(TASK REQUIREMENTS): Copy out the items word for word, beginning at the line that contains "Scan this screenshot and find the book" and continuing through the last of the items.

****************

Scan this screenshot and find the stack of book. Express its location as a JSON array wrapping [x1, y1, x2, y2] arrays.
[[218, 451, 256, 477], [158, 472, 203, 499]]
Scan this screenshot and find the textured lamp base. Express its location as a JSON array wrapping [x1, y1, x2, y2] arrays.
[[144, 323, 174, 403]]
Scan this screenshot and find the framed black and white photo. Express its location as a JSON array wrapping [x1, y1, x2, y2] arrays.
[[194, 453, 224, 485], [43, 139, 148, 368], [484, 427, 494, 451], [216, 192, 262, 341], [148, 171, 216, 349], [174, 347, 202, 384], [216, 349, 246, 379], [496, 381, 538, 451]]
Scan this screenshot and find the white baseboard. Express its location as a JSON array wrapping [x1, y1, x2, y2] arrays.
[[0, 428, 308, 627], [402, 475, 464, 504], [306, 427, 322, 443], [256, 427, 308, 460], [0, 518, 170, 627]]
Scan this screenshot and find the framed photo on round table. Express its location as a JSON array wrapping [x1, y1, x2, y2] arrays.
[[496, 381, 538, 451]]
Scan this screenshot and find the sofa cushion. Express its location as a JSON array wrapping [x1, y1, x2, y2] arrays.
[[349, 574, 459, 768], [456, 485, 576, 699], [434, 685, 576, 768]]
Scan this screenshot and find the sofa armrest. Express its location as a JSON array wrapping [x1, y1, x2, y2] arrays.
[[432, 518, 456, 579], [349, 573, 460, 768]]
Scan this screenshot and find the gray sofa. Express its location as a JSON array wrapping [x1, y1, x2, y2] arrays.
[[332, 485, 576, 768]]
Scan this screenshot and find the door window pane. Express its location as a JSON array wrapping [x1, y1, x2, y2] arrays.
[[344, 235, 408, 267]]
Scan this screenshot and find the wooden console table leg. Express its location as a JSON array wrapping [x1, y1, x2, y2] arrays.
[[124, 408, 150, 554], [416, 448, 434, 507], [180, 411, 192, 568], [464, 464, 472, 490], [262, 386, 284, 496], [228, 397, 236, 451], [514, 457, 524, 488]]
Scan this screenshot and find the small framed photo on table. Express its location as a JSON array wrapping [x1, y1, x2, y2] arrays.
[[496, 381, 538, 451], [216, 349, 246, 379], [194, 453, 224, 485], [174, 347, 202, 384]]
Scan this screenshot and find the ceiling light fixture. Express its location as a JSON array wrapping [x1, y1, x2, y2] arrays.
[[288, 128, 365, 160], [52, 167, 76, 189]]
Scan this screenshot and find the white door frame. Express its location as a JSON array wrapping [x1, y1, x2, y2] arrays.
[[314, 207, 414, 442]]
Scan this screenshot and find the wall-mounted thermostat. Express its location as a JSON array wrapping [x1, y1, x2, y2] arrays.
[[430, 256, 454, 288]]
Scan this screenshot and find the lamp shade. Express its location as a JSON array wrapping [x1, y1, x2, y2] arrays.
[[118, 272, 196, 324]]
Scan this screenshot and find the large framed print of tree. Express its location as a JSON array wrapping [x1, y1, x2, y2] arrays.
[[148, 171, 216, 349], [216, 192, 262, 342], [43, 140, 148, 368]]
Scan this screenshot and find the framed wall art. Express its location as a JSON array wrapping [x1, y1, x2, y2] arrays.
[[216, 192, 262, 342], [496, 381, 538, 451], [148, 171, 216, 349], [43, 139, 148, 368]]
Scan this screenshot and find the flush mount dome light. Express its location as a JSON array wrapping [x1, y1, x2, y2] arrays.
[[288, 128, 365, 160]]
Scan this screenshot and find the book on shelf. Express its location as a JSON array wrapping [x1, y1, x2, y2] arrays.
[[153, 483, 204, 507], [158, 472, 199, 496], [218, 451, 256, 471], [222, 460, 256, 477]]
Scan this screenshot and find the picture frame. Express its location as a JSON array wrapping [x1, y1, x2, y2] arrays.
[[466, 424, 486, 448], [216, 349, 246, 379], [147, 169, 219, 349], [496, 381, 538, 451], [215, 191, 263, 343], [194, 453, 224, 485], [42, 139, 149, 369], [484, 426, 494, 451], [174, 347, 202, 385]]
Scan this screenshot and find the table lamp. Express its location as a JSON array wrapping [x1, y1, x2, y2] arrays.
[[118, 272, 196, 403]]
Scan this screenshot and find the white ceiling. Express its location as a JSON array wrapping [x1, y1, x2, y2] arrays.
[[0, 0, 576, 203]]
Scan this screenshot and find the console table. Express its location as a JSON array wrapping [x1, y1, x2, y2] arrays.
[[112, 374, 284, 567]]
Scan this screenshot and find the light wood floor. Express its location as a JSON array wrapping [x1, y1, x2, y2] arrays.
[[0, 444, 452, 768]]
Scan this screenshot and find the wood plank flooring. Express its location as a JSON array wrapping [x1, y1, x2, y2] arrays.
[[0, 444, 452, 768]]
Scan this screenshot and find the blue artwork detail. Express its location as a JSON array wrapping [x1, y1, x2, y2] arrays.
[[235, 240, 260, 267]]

****************

(SOLUTION FOR THIS TASK):
Scan this screenshot and find the book on shelf. Express its location as a JSON array wrapping [x1, y1, x2, y2] arrays.
[[153, 483, 204, 507], [158, 472, 199, 496], [218, 451, 256, 471], [222, 460, 256, 477]]
Scan this screenshot and find the picture frame. Express its location as a JSON array wrapping [x1, y1, x2, y2] arrays.
[[466, 424, 486, 448], [216, 349, 246, 379], [147, 169, 219, 349], [496, 381, 538, 451], [215, 191, 263, 343], [194, 453, 224, 485], [42, 139, 149, 369], [484, 426, 494, 451], [174, 347, 202, 385]]
Scan this screenshot and find the table lamp. Express its location as a JSON array wrapping [x1, y1, x2, y2] arrays.
[[118, 272, 196, 403]]
Scan this screenshot and find the white ceiling. Express its location as a JSON array wrapping [x1, y1, x2, y2] arrays.
[[0, 0, 576, 203]]
Scan this screenshot and find the console table. Express its location as a JSON array wrapping [x1, y1, x2, y2] arrays.
[[112, 374, 284, 567]]
Scan this screenshot and find the light wood floor. Express its location as a JSON array wrapping [x1, y1, x2, y2] arrays.
[[0, 444, 452, 768]]
Scan this screenshot and find the wood plank flooring. Express its location as a JSON array wrapping [x1, y1, x2, y2] arrays.
[[0, 444, 452, 768]]
Scan this screenshot and find the blue artwork detail. Express its location as a JSON array wrapping [x1, y1, x2, y2] arrays.
[[235, 240, 260, 267]]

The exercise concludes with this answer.